MATERIAL FOR THIS EXERCISE Start Marker

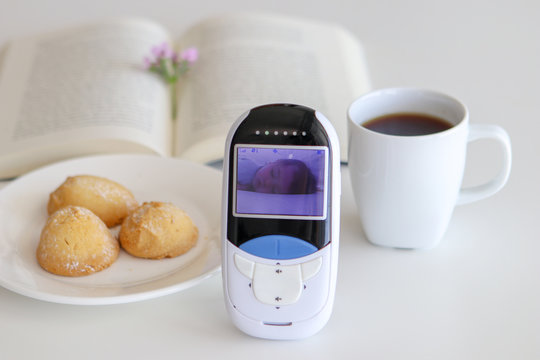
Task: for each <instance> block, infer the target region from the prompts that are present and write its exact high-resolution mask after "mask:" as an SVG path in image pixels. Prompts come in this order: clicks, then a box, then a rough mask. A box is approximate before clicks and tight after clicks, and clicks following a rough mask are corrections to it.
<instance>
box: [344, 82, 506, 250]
mask: <svg viewBox="0 0 540 360" xmlns="http://www.w3.org/2000/svg"><path fill="white" fill-rule="evenodd" d="M396 113H420V114H427V115H431V116H436V117H438V118H442V119H445V120H446V121H448V122H450V123H451V127H450V128H449V129H447V130H443V131H440V132H435V133H431V134H428V135H417V136H405V135H387V134H384V133H380V132H377V131H373V130H369V129H367V128H366V127H365V126H364V125H365V124H366V122H368V121H370V120H372V119H374V118H378V117H381V116H385V115H388V114H396ZM348 126H349V128H348V130H349V149H348V150H349V151H348V158H349V171H350V177H351V182H352V187H353V192H354V196H355V200H356V204H357V208H358V212H359V215H360V220H361V223H362V226H363V229H364V232H365V234H366V236H367V238H368V240H369V241H370V242H372V243H373V244H376V245H381V246H387V247H395V248H408V249H423V248H424V249H425V248H432V247H434V246H436V245H437V244H438V243H439V241H440V240H441V239H442V237H443V235H444V233H445V231H446V228H447V227H448V223H449V222H450V218H451V216H452V212H453V209H454V207H455V205H456V204H465V203H469V202H473V201H476V200H480V199H483V198H485V197H488V196H491V195H493V194H495V193H496V192H497V191H499V190H500V189H501V188H502V187H503V186H504V184H505V183H506V181H507V179H508V176H509V174H510V167H511V146H510V138H509V137H508V134H507V133H506V131H505V130H504V129H502V128H501V127H499V126H496V125H485V124H469V114H468V111H467V108H466V107H465V106H464V105H463V104H462V103H461V102H459V101H458V100H456V99H454V98H452V97H450V96H447V95H444V94H441V93H437V92H434V91H429V90H422V89H415V88H394V89H381V90H378V91H374V92H371V93H369V94H366V95H364V96H362V97H360V98H359V99H357V100H356V101H354V102H353V103H352V104H351V106H350V107H349V109H348ZM484 138H489V139H493V140H495V141H497V142H498V143H499V144H500V145H501V146H502V148H503V150H504V151H503V154H504V155H503V164H502V167H501V170H500V172H499V173H498V174H497V175H496V176H495V177H494V178H493V179H492V180H491V181H489V182H487V183H485V184H482V185H479V186H475V187H471V188H464V189H463V188H461V183H462V179H463V173H464V169H465V158H466V150H467V144H468V143H469V142H471V141H474V140H477V139H484Z"/></svg>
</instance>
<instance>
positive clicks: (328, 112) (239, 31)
mask: <svg viewBox="0 0 540 360" xmlns="http://www.w3.org/2000/svg"><path fill="white" fill-rule="evenodd" d="M181 44H182V46H183V47H187V46H196V47H197V48H198V49H199V54H200V55H199V60H198V62H197V63H196V65H195V67H194V68H193V69H192V71H191V72H190V73H189V75H188V77H186V78H185V79H183V85H182V92H181V97H180V103H179V113H180V116H179V119H180V121H179V123H178V127H177V129H176V136H177V139H176V142H175V146H176V148H175V150H174V152H175V155H177V156H184V157H187V158H192V159H195V160H199V161H212V160H216V159H220V158H222V156H223V151H224V142H225V137H226V134H227V132H228V131H229V128H230V126H231V125H232V123H233V122H234V121H235V120H236V119H237V118H238V117H239V116H240V115H241V114H243V113H244V112H245V111H247V110H249V109H250V108H253V107H255V106H258V105H263V104H268V103H293V104H300V105H305V106H308V107H311V108H313V109H315V110H318V111H320V112H321V113H323V114H324V115H325V116H326V117H327V118H328V119H329V120H330V121H331V122H332V123H333V125H334V127H335V128H336V131H337V133H338V137H339V140H340V144H341V158H342V160H344V161H345V160H346V155H347V150H346V149H347V107H348V106H349V104H350V103H351V102H352V101H353V100H354V99H355V98H356V97H358V96H360V95H361V94H363V93H364V92H366V91H368V89H369V80H368V77H367V71H366V66H365V61H364V59H363V53H362V49H361V47H360V45H359V43H358V41H357V40H356V39H354V38H353V37H352V36H351V35H350V34H349V33H348V32H346V31H345V30H344V29H342V28H341V27H339V26H335V25H332V24H326V23H319V22H314V21H307V20H305V21H304V20H298V19H294V18H287V17H281V16H274V15H260V14H259V15H254V14H242V15H230V16H224V17H220V18H215V19H210V20H207V21H205V22H202V23H200V24H198V25H196V26H195V27H193V28H192V29H191V30H189V31H188V32H187V33H186V34H185V36H183V37H182V39H181Z"/></svg>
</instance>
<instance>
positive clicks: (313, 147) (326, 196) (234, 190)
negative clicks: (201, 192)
mask: <svg viewBox="0 0 540 360" xmlns="http://www.w3.org/2000/svg"><path fill="white" fill-rule="evenodd" d="M243 147H247V148H260V149H285V150H319V151H321V150H322V151H323V152H324V174H323V195H322V196H323V208H322V210H323V211H322V215H289V214H248V213H238V212H237V211H236V210H237V191H238V189H237V183H238V179H237V176H238V149H239V148H243ZM233 159H234V161H233V167H232V171H233V182H232V184H231V185H230V186H231V187H232V190H233V191H232V195H233V196H232V201H233V202H232V214H233V216H235V217H239V218H259V219H296V220H325V219H326V217H327V208H328V189H329V188H330V187H329V184H328V180H329V176H328V168H329V164H328V162H329V149H328V147H327V146H303V145H302V146H298V145H268V144H253V143H252V144H235V145H234V154H233Z"/></svg>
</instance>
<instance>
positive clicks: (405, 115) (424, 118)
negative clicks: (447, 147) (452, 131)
mask: <svg viewBox="0 0 540 360" xmlns="http://www.w3.org/2000/svg"><path fill="white" fill-rule="evenodd" d="M362 126H364V127H365V128H367V129H369V130H373V131H376V132H379V133H382V134H387V135H398V136H419V135H429V134H434V133H437V132H441V131H444V130H448V129H450V128H451V127H452V126H454V125H453V124H452V123H450V122H449V121H447V120H445V119H442V118H440V117H437V116H432V115H427V114H418V113H396V114H388V115H383V116H379V117H377V118H374V119H371V120H368V121H366V122H365V123H364V124H363V125H362Z"/></svg>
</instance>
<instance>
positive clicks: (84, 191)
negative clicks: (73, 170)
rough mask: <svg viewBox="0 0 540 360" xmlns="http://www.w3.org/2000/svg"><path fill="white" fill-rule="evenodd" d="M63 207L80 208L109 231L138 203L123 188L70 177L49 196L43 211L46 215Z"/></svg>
mask: <svg viewBox="0 0 540 360" xmlns="http://www.w3.org/2000/svg"><path fill="white" fill-rule="evenodd" d="M67 205H75V206H82V207H85V208H87V209H89V210H91V211H92V212H93V213H94V214H96V215H97V216H98V217H99V218H100V219H101V220H103V222H104V223H105V224H106V225H107V226H108V227H112V226H115V225H118V224H121V223H122V221H123V220H124V218H125V217H126V216H128V214H129V213H130V212H131V211H133V210H134V209H135V208H136V207H137V206H138V203H137V201H136V200H135V197H134V196H133V194H132V193H131V192H130V191H129V190H128V189H126V188H125V187H124V186H122V185H120V184H118V183H116V182H114V181H112V180H109V179H106V178H103V177H98V176H91V175H79V176H70V177H68V178H67V179H66V180H65V181H64V183H62V184H61V185H60V186H59V187H58V188H57V189H56V190H55V191H54V192H52V193H51V194H50V196H49V203H48V204H47V211H48V213H49V215H50V214H52V213H54V212H55V211H56V210H58V209H60V208H61V207H64V206H67Z"/></svg>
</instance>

MATERIAL FOR THIS EXERCISE End Marker

■ **WHAT THE EXERCISE ASKS**: Retype every record as it stands. None of the pictures should appear.

■ **WORKED SOLUTION**:
Task: for each <instance> block, infer the target region from the prompts that are present and write its exact high-resolution mask after "mask:" as an SVG path in image pixels. Prompts come in this order: clicks, then a box, then a rough mask. A box is approximate before clicks and tight after clicks, and clicks following a rough mask are corrections to it.
<instance>
box: [344, 82, 506, 250]
mask: <svg viewBox="0 0 540 360" xmlns="http://www.w3.org/2000/svg"><path fill="white" fill-rule="evenodd" d="M396 113H420V114H427V115H431V116H436V117H438V118H442V119H445V120H446V121H448V122H450V123H451V127H450V128H449V129H447V130H443V131H440V132H435V133H431V134H428V135H417V136H405V135H387V134H384V133H380V132H377V131H373V130H369V129H367V128H366V127H365V126H364V125H365V124H366V122H368V121H370V120H372V119H374V118H378V117H381V116H385V115H388V114H396ZM348 126H349V128H348V130H349V149H348V150H349V151H348V158H349V171H350V177H351V182H352V187H353V192H354V196H355V200H356V204H357V208H358V212H359V215H360V220H361V223H362V226H363V229H364V232H365V234H366V236H367V238H368V240H369V241H370V242H372V243H373V244H376V245H381V246H387V247H395V248H408V249H423V248H424V249H425V248H432V247H434V246H436V245H437V244H438V243H439V241H440V240H441V239H442V237H443V235H444V233H445V231H446V228H447V227H448V223H449V222H450V218H451V216H452V212H453V209H454V207H455V205H456V204H465V203H469V202H473V201H476V200H480V199H483V198H485V197H488V196H491V195H493V194H495V193H496V192H497V191H499V190H500V189H501V188H502V187H503V186H504V184H505V183H506V181H507V179H508V176H509V174H510V167H511V146H510V138H509V137H508V134H507V133H506V131H505V130H504V129H502V128H501V127H499V126H496V125H485V124H469V114H468V111H467V108H466V107H465V106H464V105H463V104H462V103H461V102H459V101H458V100H456V99H454V98H452V97H450V96H447V95H444V94H441V93H437V92H434V91H429V90H422V89H415V88H394V89H381V90H378V91H374V92H371V93H369V94H366V95H364V96H362V97H360V98H359V99H357V100H356V101H354V102H353V103H352V104H351V106H350V107H349V109H348ZM484 138H489V139H493V140H495V141H497V142H498V143H499V144H500V145H501V146H502V148H503V150H504V151H503V154H504V155H503V164H502V167H501V170H500V172H499V173H498V174H497V175H496V176H495V177H494V178H493V179H492V180H491V181H489V182H487V183H485V184H482V185H479V186H475V187H471V188H464V189H463V188H461V183H462V179H463V173H464V169H465V158H466V150H467V144H468V143H469V142H471V141H474V140H477V139H484Z"/></svg>
</instance>
<instance>
positive clicks: (328, 112) (239, 31)
mask: <svg viewBox="0 0 540 360" xmlns="http://www.w3.org/2000/svg"><path fill="white" fill-rule="evenodd" d="M181 44H182V46H183V47H187V46H196V47H197V48H198V49H199V54H200V55H199V60H198V62H197V63H196V65H195V67H194V68H193V69H192V71H191V72H190V73H189V75H188V77H186V78H185V79H183V85H182V92H181V97H180V103H179V113H180V116H179V119H180V121H179V123H178V127H177V129H176V136H177V139H176V142H175V146H176V148H175V150H174V152H175V155H177V156H184V157H187V158H192V159H195V160H199V161H212V160H216V159H220V158H222V156H223V151H224V142H225V137H226V134H227V132H228V131H229V128H230V126H231V125H232V123H233V122H234V121H235V120H236V119H237V118H238V117H239V116H240V115H241V114H243V113H244V112H245V111H247V110H249V109H250V108H253V107H255V106H258V105H263V104H268V103H293V104H300V105H305V106H308V107H311V108H313V109H315V110H318V111H320V112H321V113H323V114H324V115H325V116H326V117H327V118H328V119H329V120H330V121H331V122H332V123H333V125H334V127H335V128H336V131H337V133H338V137H339V140H340V144H341V158H342V160H344V161H345V160H346V155H347V150H346V149H347V107H348V106H349V104H350V103H351V102H352V101H353V100H354V99H355V98H356V97H358V96H360V95H361V94H363V93H364V92H366V91H368V89H369V80H368V77H367V71H366V66H365V61H364V59H363V53H362V49H361V47H360V45H359V43H358V41H357V40H356V39H354V38H353V37H352V36H351V35H350V34H349V33H348V32H346V31H345V30H344V29H342V28H341V27H339V26H335V25H332V24H326V23H319V22H314V21H307V20H305V21H304V20H298V19H294V18H287V17H281V16H274V15H260V14H259V15H254V14H242V15H230V16H224V17H220V18H215V19H210V20H207V21H205V22H202V23H200V24H198V25H196V26H195V27H193V28H192V29H191V30H189V31H188V32H187V33H186V34H185V36H183V37H182V39H181Z"/></svg>
</instance>
<instance>
positive clicks: (313, 147) (326, 196) (234, 190)
negative clicks: (201, 192)
mask: <svg viewBox="0 0 540 360" xmlns="http://www.w3.org/2000/svg"><path fill="white" fill-rule="evenodd" d="M243 147H247V148H260V149H285V150H319V151H321V150H322V151H323V152H324V174H323V195H322V196H323V208H322V210H323V211H322V215H289V214H248V213H238V212H237V211H236V210H237V191H238V189H237V183H238V179H237V176H238V149H239V148H243ZM233 159H234V161H233V167H232V171H233V182H232V184H231V185H230V186H231V187H232V190H233V191H232V195H233V196H232V201H233V202H232V214H233V216H235V217H239V218H259V219H296V220H325V219H326V217H327V208H328V189H329V188H330V187H329V184H328V180H329V176H328V168H329V164H328V162H329V149H328V147H327V146H303V145H302V146H298V145H268V144H253V143H252V144H235V145H234V154H233Z"/></svg>
</instance>
<instance>
positive clicks: (405, 115) (424, 118)
negative clicks: (447, 147) (452, 131)
mask: <svg viewBox="0 0 540 360" xmlns="http://www.w3.org/2000/svg"><path fill="white" fill-rule="evenodd" d="M362 126H364V127H365V128H367V129H369V130H373V131H376V132H379V133H382V134H387V135H398V136H419V135H429V134H434V133H437V132H441V131H444V130H448V129H450V128H451V127H452V126H454V125H453V124H452V123H450V122H449V121H447V120H445V119H442V118H440V117H437V116H432V115H427V114H418V113H396V114H388V115H383V116H379V117H377V118H374V119H371V120H368V121H366V122H365V123H364V124H363V125H362Z"/></svg>
</instance>
<instance>
positive clicks: (84, 191)
negative clicks: (73, 170)
rough mask: <svg viewBox="0 0 540 360" xmlns="http://www.w3.org/2000/svg"><path fill="white" fill-rule="evenodd" d="M63 207L80 208L109 231L138 203L123 188L70 177L49 196L43 211L46 215Z"/></svg>
mask: <svg viewBox="0 0 540 360" xmlns="http://www.w3.org/2000/svg"><path fill="white" fill-rule="evenodd" d="M67 205H75V206H82V207H85V208H87V209H89V210H91V211H92V212H93V213H94V214H96V215H97V216H98V217H99V218H100V219H101V220H103V222H104V223H105V224H106V225H107V226H108V227H112V226H115V225H118V224H121V223H122V221H123V220H124V218H125V217H126V216H128V214H129V213H130V212H131V211H133V210H134V209H135V208H136V207H137V206H138V203H137V201H136V200H135V197H134V196H133V194H132V193H131V192H130V191H129V190H128V189H126V188H125V187H124V186H122V185H120V184H118V183H116V182H114V181H112V180H109V179H106V178H103V177H98V176H91V175H79V176H70V177H68V178H67V179H66V180H65V181H64V183H62V184H61V185H60V186H59V187H58V188H57V189H56V190H55V191H54V192H52V193H51V194H50V196H49V203H48V204H47V211H48V213H49V215H50V214H52V213H54V212H55V211H56V210H58V209H60V208H61V207H64V206H67Z"/></svg>
</instance>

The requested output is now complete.